* **DATA EXCERPTS**

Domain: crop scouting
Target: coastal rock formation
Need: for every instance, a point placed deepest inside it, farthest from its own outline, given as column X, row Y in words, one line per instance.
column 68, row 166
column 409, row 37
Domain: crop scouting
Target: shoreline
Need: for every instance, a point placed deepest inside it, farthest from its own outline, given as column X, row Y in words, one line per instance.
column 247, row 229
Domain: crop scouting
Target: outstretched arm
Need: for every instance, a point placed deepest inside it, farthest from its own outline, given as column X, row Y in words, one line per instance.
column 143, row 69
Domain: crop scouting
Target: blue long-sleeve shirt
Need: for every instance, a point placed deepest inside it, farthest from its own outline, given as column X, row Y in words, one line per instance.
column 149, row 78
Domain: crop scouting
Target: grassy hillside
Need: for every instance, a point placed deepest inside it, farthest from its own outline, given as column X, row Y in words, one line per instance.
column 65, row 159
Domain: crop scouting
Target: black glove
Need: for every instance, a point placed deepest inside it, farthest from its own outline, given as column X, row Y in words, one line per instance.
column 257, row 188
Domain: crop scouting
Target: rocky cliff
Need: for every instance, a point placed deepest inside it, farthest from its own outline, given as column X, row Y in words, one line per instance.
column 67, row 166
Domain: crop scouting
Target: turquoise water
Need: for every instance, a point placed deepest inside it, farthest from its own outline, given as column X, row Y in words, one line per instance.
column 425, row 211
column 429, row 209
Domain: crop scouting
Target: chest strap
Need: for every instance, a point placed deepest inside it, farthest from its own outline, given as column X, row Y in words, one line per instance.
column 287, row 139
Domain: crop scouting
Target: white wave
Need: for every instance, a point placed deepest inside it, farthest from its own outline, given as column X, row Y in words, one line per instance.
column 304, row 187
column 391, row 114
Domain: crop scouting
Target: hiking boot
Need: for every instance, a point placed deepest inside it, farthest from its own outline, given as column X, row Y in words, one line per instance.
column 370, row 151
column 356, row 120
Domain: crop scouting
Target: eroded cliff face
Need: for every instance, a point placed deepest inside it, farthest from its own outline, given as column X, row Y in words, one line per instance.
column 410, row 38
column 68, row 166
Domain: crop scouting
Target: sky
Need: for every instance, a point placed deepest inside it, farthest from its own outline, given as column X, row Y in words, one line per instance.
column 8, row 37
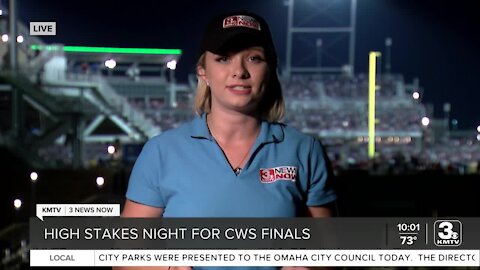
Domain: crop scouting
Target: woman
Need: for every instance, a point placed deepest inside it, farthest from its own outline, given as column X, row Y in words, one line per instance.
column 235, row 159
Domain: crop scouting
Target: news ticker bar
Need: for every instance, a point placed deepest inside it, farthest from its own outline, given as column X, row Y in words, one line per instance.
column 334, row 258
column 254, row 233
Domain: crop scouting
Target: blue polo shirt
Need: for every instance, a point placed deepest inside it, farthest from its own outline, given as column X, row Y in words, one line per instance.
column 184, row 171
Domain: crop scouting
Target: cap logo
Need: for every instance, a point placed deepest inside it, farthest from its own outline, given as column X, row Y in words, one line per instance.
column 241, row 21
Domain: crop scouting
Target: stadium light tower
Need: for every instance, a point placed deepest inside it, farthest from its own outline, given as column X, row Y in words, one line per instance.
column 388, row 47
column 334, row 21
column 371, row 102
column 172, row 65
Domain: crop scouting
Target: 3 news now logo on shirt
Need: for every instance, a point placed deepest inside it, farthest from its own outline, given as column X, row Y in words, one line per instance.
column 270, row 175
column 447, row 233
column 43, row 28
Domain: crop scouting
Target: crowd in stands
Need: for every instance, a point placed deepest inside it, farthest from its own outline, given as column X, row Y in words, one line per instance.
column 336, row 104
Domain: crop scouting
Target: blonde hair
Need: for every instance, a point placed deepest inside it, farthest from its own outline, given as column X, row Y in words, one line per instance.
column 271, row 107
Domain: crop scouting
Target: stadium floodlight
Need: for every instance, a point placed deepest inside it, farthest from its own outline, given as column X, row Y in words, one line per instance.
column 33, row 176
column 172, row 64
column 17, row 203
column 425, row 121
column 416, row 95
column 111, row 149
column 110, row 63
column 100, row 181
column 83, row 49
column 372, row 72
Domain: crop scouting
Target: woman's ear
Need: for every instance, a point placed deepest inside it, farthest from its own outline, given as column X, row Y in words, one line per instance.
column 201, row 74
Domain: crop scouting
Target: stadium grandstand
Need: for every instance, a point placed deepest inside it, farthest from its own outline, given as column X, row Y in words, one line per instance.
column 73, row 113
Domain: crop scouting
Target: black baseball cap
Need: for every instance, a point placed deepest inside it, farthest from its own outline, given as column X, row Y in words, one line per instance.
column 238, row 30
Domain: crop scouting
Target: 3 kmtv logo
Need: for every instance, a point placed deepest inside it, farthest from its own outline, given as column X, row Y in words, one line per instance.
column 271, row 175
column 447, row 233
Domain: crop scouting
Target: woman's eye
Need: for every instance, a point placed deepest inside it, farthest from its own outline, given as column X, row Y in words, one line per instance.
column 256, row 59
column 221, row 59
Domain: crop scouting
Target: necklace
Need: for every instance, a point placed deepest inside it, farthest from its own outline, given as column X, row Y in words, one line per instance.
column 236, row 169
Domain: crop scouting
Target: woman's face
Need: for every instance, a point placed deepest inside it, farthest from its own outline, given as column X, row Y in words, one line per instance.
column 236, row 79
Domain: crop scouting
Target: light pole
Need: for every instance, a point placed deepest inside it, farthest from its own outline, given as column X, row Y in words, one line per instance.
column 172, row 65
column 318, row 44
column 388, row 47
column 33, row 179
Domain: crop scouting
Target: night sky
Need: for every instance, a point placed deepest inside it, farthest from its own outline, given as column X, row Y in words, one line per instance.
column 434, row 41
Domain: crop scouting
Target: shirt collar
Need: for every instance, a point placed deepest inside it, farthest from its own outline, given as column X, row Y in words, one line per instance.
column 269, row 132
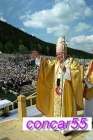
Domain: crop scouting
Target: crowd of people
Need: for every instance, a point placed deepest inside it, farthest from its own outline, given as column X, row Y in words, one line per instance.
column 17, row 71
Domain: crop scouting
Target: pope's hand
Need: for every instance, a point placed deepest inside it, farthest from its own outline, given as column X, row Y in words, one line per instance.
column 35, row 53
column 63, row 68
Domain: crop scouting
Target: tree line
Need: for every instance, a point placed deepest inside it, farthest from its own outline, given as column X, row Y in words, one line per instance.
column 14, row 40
* * *
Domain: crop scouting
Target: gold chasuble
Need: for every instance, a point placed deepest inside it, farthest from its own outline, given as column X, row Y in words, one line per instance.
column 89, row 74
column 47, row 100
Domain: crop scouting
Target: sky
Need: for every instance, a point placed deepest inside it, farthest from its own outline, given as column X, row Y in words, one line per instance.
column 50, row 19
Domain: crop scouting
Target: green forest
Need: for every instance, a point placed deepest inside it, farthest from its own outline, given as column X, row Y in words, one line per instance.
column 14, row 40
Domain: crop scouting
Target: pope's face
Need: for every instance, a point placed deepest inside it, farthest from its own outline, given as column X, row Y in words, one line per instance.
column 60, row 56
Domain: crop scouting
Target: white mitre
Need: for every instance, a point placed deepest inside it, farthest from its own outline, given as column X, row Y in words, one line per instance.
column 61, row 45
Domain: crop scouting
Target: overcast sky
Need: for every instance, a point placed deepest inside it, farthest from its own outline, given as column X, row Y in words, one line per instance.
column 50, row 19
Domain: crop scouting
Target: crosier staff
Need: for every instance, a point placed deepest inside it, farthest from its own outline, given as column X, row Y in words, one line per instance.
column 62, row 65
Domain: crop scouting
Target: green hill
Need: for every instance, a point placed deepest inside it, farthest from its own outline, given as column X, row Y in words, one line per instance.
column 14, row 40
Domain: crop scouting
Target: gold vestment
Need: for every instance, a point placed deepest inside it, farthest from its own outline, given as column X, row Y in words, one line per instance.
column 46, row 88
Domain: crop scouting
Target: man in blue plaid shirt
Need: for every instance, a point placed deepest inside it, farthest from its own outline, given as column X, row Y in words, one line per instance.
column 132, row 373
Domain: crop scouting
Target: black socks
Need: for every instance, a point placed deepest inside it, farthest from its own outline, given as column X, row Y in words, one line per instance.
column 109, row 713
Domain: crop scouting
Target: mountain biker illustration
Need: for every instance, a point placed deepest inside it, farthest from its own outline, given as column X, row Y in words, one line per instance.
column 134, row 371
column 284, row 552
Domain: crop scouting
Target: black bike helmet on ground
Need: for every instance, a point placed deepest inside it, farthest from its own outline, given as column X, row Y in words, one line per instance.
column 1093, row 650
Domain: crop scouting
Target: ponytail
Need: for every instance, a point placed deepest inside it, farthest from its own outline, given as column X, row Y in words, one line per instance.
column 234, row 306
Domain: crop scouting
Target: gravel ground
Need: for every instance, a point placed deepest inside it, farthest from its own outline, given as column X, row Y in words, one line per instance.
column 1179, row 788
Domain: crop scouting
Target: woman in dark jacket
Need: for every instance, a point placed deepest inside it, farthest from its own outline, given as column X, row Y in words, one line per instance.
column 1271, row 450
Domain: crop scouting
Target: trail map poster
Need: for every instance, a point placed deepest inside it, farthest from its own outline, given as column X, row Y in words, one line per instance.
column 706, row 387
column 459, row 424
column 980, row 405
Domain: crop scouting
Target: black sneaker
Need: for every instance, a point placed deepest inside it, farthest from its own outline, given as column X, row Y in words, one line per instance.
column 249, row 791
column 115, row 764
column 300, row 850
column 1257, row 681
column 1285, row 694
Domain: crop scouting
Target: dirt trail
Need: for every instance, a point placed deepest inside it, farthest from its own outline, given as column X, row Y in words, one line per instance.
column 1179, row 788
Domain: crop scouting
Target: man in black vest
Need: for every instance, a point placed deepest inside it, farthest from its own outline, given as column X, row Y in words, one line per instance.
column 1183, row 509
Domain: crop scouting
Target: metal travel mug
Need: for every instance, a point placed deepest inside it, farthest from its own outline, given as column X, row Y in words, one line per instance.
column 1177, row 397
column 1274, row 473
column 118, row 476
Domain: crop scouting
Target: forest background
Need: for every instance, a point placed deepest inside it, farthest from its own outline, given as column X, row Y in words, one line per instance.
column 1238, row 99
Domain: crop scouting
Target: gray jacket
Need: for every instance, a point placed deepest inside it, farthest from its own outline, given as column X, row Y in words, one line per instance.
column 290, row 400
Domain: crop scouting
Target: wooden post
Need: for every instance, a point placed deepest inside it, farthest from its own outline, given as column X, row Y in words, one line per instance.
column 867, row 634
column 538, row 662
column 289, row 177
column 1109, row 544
==
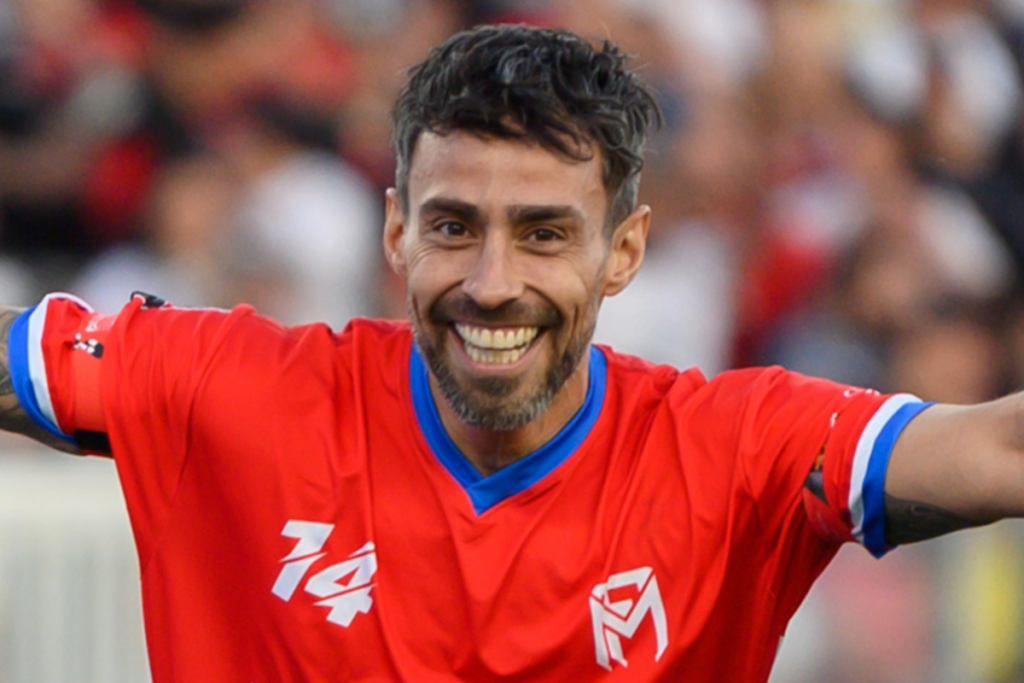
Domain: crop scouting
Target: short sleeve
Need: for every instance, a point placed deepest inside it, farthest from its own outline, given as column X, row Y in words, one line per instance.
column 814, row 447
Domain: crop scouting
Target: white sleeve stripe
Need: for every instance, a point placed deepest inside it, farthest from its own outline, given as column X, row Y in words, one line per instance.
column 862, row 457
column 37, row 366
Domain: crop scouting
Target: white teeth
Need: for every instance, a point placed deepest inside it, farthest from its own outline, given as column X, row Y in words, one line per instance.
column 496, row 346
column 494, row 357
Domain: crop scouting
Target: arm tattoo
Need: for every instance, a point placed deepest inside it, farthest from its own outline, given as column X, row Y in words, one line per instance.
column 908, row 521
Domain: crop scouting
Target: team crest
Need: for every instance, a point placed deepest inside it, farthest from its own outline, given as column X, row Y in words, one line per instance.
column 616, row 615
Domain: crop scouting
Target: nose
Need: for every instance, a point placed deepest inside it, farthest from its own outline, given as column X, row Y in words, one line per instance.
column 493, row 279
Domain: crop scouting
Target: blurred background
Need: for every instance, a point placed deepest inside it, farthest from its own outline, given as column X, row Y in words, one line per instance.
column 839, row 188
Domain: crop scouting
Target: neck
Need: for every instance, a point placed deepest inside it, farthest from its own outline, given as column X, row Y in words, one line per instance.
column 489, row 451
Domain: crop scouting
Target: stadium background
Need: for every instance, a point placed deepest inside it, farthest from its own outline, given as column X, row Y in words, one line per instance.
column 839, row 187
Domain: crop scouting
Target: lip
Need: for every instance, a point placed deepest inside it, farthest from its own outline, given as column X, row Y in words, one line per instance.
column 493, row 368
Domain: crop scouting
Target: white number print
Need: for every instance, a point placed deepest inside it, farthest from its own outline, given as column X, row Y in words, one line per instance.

* **YOUR GOAL**
Locate each line in the records above that contains the string "sleeve" and copy those lines out. Case matters.

* **THE REPLY**
Target: blue long-sleeve shirt
Target: short sleeve
Target: white sleeve stripe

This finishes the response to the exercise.